___ EXCERTO DO DOCUMENTO

Neste sentido, foram abordados os conteúdos e estratégias que a seguir se
mencionam: i) Introdução à problemática da violência escolar/bullying; ii)
Natureza do bullying (conceito); iii) características dos intervenientes no
bullying (vitimas, agressores, testemunha - observador); iv) sinais de alerta e
risco do bullying; v) consequências do bullying (pessoais, familiares e
sociais); vi) a família dos intervenientes no bullying; vii) a comunicação
interpessoal; viii) lidar com a diferença; ix) competências de comunicação e;
x) competências sociais; xi) a interação grupal e; estratégias de gestão do
bullying.
A oficina de formação seguiu quatro fases metodológicas: 1ª Fase: Dos doze
temas previstos, foram abordados os seis primeiros, através da leitura e
discussão de textos, apresentação de temas teóricos, visualização de vídeos e
análise de estudos científicos em sala de formação e, trataram-se os restantes
seis através da técnica de rol-play, leitura e análise de textos; 2ª Fase: Os
formandos aplicaram em contexto de sala de aula as estratégias de gestão de
bullying abordadas nas sessões anteriores; 3ª Fase: Fez-se uma reflexão sobre a
aplicabilidade das intervenções e ajustaram-se de acordo com as situações
apresentadas melhorando as práticas e; 4ª Fase: Realizou-se a avaliação da
implementação das estratégias no espaço escolar, com a apresentação dos
trabalhos desenvolvidos e implementados com os estudantes em sala de aula, nos
espaços exteriores e interiores da escola, a partir do diagnóstico feito, de
acordo com as sugestões que lhes foram transmitidas ao longo da oficina de
formação. No final da oficina de formação foi realizada a sua avaliação através
do preenchimento de uma ficha de avaliação da ação, de um relatório de reflexão
crítica dos formandos, de um relatório dos formadores e de um relatório do
consultor.
Análise estatística: Os dados do questionário foram tratados com recurso ao
programa informático Statistical Package for Social Sciences (IBM-SPSS, versão
21), com recurso a testes estatísticos no contexto de um design intra-sujeitos.
Resultados
O fenómeno do bullying foi avaliado em dois momentos no mesmo grupo de
estudantes do 2º e 3ºciclos do ensino básico distribuídos pelos diferentes anos
letivos refletindo cada momento o antes e após a implementação do programa de
intervenção. A perda de sujeitos entre os dois momentos foi de 15 indivíduos,
correspondendo a 4.8% do total de estudantes incluídos na amostra (Tabela_1).
Globalmente, a percentagem de estudantes que afirmou, em algum momento, já ter
sido vítima de bullying nos últimos dois meses foi de 14.6% na primeira
avaliação e de 10.7% na segunda avaliação. Relativamente aqueles que se assumem
como agressores em algum momento nos últimos dois meses, as percentagens variam
entre 4.7% para o bullying sexual e 23.4% para o bullying verbal.

______

> OBJETIVO
Transcreva do excerto sobre o bullying escolar tudo desde "Globalmente, a percentagem" até "o bullying verbal.". Baseie-se apenas no excerto.

___ MATERIAL FORNECIDO

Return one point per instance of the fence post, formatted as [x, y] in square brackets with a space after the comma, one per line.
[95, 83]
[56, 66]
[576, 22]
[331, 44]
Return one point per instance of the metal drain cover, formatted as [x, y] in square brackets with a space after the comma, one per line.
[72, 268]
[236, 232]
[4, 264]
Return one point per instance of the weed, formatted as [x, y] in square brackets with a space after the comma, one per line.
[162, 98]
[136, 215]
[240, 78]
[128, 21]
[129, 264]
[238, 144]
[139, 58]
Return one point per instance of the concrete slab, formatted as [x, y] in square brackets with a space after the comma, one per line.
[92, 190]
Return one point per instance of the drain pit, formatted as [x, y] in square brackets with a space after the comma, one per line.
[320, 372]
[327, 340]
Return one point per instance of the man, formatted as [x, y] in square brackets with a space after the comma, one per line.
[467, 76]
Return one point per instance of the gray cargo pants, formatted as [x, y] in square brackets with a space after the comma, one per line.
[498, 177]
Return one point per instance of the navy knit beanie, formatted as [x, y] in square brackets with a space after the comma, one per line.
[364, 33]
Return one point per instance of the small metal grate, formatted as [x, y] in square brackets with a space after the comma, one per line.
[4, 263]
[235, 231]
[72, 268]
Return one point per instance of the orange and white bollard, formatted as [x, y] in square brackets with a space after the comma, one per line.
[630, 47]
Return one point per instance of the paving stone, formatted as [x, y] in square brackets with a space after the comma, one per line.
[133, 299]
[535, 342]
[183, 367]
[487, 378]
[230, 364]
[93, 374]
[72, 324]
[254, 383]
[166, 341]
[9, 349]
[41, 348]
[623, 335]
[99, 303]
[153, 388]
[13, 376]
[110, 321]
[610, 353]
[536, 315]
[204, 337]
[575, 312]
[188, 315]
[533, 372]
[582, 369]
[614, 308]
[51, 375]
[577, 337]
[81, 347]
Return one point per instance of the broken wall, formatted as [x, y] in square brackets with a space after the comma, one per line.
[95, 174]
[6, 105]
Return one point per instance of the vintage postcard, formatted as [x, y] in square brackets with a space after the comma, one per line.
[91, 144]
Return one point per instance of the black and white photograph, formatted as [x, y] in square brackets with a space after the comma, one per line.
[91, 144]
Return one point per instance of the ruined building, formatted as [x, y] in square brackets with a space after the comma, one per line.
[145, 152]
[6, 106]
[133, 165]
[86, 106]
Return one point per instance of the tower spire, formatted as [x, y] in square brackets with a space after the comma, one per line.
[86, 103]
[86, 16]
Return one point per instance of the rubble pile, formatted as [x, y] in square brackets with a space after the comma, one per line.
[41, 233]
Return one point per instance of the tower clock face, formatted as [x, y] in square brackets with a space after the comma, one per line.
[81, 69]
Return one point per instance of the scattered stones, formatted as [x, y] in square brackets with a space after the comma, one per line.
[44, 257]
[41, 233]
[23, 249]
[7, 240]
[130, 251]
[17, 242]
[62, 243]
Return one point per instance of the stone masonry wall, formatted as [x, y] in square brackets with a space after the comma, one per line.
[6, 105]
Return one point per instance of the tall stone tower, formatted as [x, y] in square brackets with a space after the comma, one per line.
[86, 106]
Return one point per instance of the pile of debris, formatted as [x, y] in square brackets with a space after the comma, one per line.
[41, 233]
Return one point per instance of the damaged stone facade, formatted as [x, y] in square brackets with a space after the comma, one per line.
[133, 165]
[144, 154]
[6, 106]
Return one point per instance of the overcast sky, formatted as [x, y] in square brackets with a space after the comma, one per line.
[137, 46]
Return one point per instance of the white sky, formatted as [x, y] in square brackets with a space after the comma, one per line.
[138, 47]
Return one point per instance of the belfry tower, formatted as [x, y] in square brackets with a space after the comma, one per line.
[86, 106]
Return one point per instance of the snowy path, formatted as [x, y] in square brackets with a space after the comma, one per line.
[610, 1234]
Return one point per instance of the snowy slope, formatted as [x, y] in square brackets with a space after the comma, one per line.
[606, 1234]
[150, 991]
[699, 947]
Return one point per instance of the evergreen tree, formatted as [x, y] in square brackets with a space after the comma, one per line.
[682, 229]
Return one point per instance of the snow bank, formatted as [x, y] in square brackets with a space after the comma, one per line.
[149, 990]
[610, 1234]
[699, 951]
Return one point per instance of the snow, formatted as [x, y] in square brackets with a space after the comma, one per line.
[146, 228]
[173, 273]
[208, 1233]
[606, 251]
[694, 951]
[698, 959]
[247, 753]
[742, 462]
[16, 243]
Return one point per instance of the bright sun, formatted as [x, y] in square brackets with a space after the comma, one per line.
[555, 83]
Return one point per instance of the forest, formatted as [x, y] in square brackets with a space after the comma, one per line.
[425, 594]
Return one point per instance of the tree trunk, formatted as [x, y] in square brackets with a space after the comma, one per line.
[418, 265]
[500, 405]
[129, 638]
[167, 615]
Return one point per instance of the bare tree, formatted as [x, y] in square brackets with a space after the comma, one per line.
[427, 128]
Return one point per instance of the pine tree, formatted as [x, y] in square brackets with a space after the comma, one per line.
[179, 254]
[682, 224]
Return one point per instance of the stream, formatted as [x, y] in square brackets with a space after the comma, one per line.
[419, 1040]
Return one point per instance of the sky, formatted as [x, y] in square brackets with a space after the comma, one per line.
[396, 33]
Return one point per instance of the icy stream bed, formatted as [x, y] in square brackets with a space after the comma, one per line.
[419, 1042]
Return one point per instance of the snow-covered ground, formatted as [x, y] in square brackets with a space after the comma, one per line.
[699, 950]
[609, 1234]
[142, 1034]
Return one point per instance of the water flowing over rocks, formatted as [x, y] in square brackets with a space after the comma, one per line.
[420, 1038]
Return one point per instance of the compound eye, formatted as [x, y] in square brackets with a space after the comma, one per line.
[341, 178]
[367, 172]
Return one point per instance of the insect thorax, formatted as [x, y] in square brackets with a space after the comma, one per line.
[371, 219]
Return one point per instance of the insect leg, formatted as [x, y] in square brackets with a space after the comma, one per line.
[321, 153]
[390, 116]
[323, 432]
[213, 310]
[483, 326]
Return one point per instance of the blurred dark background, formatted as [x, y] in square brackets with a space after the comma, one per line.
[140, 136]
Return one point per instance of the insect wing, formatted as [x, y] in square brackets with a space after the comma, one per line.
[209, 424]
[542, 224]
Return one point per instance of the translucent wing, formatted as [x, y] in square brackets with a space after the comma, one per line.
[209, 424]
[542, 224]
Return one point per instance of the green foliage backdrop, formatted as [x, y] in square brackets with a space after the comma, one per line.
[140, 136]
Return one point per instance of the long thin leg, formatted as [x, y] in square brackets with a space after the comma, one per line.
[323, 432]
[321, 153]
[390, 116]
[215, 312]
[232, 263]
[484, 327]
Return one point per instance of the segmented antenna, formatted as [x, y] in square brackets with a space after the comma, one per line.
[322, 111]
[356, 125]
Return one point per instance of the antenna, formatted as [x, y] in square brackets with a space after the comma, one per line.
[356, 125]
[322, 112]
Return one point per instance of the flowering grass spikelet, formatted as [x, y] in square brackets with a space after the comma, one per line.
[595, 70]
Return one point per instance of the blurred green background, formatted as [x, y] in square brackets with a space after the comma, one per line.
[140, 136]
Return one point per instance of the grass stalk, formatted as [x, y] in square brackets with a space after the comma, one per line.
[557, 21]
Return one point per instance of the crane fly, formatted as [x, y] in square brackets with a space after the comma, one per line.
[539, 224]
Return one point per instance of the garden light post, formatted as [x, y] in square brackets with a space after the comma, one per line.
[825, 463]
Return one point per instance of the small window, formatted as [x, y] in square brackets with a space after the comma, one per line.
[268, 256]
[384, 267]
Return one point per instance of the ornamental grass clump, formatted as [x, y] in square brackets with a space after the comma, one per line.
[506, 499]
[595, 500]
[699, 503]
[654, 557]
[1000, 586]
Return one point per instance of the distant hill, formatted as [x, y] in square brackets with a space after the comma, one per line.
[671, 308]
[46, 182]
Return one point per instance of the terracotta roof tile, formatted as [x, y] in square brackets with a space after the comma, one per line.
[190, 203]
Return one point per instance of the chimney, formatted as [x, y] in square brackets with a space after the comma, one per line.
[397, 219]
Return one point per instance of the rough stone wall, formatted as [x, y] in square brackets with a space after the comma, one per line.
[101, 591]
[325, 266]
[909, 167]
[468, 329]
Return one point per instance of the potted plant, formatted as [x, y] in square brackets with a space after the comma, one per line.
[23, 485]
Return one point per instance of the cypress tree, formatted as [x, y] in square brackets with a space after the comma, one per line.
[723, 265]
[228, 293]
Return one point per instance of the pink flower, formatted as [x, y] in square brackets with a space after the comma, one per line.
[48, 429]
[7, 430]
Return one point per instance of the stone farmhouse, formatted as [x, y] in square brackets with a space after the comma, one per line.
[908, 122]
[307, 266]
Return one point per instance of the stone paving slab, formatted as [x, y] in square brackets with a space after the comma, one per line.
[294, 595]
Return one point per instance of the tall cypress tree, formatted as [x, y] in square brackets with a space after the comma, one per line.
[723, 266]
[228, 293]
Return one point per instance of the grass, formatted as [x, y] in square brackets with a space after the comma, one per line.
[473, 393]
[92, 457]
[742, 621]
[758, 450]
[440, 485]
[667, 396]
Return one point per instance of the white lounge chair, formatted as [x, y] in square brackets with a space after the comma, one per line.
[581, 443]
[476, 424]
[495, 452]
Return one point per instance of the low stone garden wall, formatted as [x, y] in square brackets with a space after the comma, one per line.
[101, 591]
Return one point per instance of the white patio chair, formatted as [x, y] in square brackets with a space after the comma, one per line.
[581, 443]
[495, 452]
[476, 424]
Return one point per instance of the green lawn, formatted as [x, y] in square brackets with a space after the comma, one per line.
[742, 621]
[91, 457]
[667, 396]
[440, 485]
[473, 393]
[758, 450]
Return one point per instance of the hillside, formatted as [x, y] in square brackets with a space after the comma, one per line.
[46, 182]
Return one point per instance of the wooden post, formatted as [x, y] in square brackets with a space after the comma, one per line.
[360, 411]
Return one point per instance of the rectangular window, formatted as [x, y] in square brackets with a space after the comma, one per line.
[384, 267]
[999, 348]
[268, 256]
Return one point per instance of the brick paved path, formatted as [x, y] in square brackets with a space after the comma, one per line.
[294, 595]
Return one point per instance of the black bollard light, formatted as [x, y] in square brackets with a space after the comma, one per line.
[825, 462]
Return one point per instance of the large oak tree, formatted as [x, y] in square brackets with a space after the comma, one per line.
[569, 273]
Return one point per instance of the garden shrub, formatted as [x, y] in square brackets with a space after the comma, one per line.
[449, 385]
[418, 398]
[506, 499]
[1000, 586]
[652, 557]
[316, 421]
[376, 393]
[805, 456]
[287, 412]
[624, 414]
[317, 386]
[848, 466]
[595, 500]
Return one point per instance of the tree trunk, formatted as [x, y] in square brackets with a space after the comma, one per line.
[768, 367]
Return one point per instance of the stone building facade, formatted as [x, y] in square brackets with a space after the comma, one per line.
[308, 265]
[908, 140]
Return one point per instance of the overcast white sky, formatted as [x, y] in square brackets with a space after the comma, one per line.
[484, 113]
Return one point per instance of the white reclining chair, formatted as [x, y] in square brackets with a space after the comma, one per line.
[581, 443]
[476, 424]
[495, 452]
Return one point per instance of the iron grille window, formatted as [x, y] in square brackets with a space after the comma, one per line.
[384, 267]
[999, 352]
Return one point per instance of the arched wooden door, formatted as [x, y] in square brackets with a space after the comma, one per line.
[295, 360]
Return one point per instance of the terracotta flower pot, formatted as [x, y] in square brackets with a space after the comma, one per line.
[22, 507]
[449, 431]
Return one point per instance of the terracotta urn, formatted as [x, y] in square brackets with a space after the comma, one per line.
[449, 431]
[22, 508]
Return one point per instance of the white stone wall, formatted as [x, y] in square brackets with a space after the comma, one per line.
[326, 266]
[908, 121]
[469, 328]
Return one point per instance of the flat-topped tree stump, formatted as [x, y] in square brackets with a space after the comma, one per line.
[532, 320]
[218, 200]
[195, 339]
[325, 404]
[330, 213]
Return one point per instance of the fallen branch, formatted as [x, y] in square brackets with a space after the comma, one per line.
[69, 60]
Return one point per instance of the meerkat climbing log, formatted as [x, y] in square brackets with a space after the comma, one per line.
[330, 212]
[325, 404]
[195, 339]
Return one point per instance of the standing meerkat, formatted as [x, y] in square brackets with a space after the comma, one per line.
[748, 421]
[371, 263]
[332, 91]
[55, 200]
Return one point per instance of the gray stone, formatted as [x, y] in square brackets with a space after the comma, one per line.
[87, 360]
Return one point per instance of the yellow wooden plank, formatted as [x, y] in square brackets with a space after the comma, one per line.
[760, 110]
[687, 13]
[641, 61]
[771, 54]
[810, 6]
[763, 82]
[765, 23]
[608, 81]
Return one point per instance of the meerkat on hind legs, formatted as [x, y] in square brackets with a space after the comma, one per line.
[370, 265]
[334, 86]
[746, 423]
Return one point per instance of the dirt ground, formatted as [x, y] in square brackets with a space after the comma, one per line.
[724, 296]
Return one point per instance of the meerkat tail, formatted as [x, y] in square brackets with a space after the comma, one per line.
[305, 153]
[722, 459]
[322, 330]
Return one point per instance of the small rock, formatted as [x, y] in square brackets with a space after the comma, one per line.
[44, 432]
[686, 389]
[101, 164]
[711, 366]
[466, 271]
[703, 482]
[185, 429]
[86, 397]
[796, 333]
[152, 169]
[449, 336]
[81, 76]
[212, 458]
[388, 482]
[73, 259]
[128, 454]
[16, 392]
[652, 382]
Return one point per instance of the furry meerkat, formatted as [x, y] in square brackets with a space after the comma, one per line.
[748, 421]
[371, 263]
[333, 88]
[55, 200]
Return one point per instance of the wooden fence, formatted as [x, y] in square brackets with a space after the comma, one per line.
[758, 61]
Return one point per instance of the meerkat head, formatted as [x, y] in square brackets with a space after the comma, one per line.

______

> RESPOSTA ESCRITA
Globalmente, a percentagem de estudantes que afirmou, em algum momento, já ter
sido vítima de bullying nos últimos dois meses foi de 14.6% na primeira
avaliação e de 10.7% na segunda avaliação. Relativamente aqueles que se assumem
como agressores em algum momento nos últimos dois meses, as percentagens variam
entre 4.7% para o bullying sexual e 23.4% para o bullying verbal.